- Okuma Parçası -
Tuğrul Hoca
Tasavvuf semamızdan bir parlak yıldız daha kaydı. Karagümrük’teki Pîr Nureddin Cerrahi tekkesinin son postnişini Ömer Tuğrul İnançer Hoca Hakk’a yürüdü. Merhum büyüğümüz, pazartesi günü Fatih Camii’nde kılınan cenaze namazından sonra Pîr Nureddin Cerrahi Tekkesi’nde sırlandı. Caminin avlusu ağzına kadar doluydu. Dört bir yandan gelen müminler, merhuma karşı son görevlerini yerine getirdi. Büyük kalabalık, camiden Karagümrük’e doğru nehir gibi akıp gitti. Mütevekkil insanlarımız, gözleri nemli Allah’tan gelene razıydı.
1946 yılında Bursa’da
doğup 4 Eylül 2022 tarihinde İstanbul’da dünya defterini kapatan ve ahiret
yolculuğuna huzur içinde çıkan Ömer Tuğrul Hoca Cemal Âlemi’ne vardığında 76
yaşındaydı. Hak ve hakikat âşığı, aşk hâleti içre ebed yoluna revan oldu. Hukukçuydu, musikişinastıve tasavvuf
âleminin hürmet edilen ismiydi. Kültür ve Turizm Bakanlığı İstanbul Tarihî Türk
Müziği Topluluğu’nun kurucusu ve emanetçisiydi.
Ömer Tuğrul Hoca’yı ilk olarak 1980’li
yılların başında gördüm. Karagümrük’teki
Cerrahi Tekkesi’ne, bir arkadaşımla birlikte gitmiştim. Muzaffer Ozak Hoca’yı
ziyaret etmiş, elini öpmüştük. Tuğrul Hoca’yı, Muzaffer Hoca’dan sonra tekkenin
postnişini olan Safer Efendi ile birlikte ilk olarak o ziyarette tanıdım. Ozak’ın,
Sahaflar Çarşısı’ndaki dükkânına ise merhum Ergun Göze ağabey ile gitmiş ve
sohbetini dinlemiştik. Kubbealtı Akademisi Kültür ve Sanat Vakfı’nda çalıştığım
dönemde mekânı şereflendirir, sohbette bulunurdu. Geldiği cumartesi günlerinde,
sevenleri de Köprülü Medresesi’nin avlusunu tıka basa doldururdu. Maneviyatı
yüksek, unutulmaz güzel günlerdi. Bir iman adamı ve gönül insanı olan Hoca,
aynı zamanda mükemmel bir hatipti ve sözünü dinletiyordu. Salonu dolduran dinleyiciler,toplantıya
pür dikkat kulak veriyor ve anlatılanlardan istifade ediyorlardı.

- Yapılacak İşler -
(A) Ömer Tuğrul İnançer hakkındaki yazıya göre Tuğrul Hoca hangi yıl ve hangi şehirde doğmuştur?
(B) Ömer Tuğrul İnançer hakkındaki yazıyı son cümlesinden sonra aynı üslupla devam ettirin.
Öğelerin Ömer Tuğrul İnançer hakkındaki yazıyla hiçbir bağlantısı yoktur.

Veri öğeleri
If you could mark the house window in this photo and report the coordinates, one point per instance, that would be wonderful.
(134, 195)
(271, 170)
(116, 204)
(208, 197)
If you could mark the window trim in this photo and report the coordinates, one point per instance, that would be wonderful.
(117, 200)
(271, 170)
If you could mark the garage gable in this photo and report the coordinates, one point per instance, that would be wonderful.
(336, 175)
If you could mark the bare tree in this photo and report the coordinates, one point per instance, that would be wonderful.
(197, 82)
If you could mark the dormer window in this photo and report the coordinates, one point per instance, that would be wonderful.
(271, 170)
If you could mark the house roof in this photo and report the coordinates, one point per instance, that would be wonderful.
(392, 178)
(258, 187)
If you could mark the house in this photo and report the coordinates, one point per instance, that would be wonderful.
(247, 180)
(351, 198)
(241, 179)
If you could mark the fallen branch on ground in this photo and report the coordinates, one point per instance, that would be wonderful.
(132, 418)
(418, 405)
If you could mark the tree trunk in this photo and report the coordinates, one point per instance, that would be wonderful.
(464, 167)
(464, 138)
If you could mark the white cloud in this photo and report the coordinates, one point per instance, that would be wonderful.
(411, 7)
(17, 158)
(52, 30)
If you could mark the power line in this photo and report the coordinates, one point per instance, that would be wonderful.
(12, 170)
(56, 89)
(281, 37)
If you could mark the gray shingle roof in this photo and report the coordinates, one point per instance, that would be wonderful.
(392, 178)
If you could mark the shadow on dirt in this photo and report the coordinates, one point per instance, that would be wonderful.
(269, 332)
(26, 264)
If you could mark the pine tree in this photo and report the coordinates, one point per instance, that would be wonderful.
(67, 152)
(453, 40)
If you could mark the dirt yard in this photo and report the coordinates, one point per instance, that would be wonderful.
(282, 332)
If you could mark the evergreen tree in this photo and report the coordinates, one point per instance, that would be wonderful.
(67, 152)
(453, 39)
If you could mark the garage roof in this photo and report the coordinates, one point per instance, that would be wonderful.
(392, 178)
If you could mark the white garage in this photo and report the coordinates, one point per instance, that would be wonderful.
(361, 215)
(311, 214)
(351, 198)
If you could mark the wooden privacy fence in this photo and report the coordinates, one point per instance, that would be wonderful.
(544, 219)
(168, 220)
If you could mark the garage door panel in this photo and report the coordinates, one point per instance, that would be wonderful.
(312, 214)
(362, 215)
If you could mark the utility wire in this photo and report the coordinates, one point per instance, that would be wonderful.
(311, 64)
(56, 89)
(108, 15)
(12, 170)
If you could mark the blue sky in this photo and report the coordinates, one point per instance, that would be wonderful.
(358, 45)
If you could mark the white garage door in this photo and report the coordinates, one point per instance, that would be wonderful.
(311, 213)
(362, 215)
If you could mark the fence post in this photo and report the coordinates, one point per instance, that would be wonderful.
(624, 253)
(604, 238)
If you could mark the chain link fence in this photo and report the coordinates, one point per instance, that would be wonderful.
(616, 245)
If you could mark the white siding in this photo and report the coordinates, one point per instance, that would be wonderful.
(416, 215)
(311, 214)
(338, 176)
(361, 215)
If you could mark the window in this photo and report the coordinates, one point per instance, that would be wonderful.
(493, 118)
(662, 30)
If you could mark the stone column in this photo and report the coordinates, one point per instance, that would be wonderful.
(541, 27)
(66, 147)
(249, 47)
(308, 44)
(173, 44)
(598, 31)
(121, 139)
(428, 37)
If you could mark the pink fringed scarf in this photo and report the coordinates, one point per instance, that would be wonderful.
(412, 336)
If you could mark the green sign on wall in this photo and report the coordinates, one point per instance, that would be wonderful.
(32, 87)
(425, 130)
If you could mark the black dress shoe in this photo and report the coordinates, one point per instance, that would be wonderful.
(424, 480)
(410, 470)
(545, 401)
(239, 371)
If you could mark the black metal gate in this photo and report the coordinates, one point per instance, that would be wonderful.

- Alıştırma Sonuçları -
(A) 1946 yılında Bursa'da doğmuştur.

(B)
O, Muzaffer
Hoca’dan sonra emaneti üstlenen Safer Efendi’den el almış, hizmetlerini daha da
ilerletmişti. Röportaj tekliflerini kabul ediyor, davet edildiği radyo ve
televizyonlarda konuşuyordu. Bunu idrak edemeyenler vardı ama o, gerçekleri medya
diliyle, kitaplar vasıtasıyla nasibi olanlara ulaştırıyordu. Her Müslümanın
vazifesi olan “tebliğ”i hakkıyla yapıyordu. Sohbetlerini dinleyip yararlananlar
olduğu gibi bundan hazzetmeyen de vardı. Konuşmasından bazı kelimeleri cımbızlayıp
dillerine doladılar. Sandılar ki büyüğümüz onlardan yılacak ve susacak. Aksine
sesi daha gür çıktı. Zira o hem ism-i Cemale hem de gerektiğinde ism-i Celâl’e mazhardı.
Bâbıâli’nin bazı karanlık kalemleri ona sataşmaya yeltenmiş ama mahcup olmuşlardı.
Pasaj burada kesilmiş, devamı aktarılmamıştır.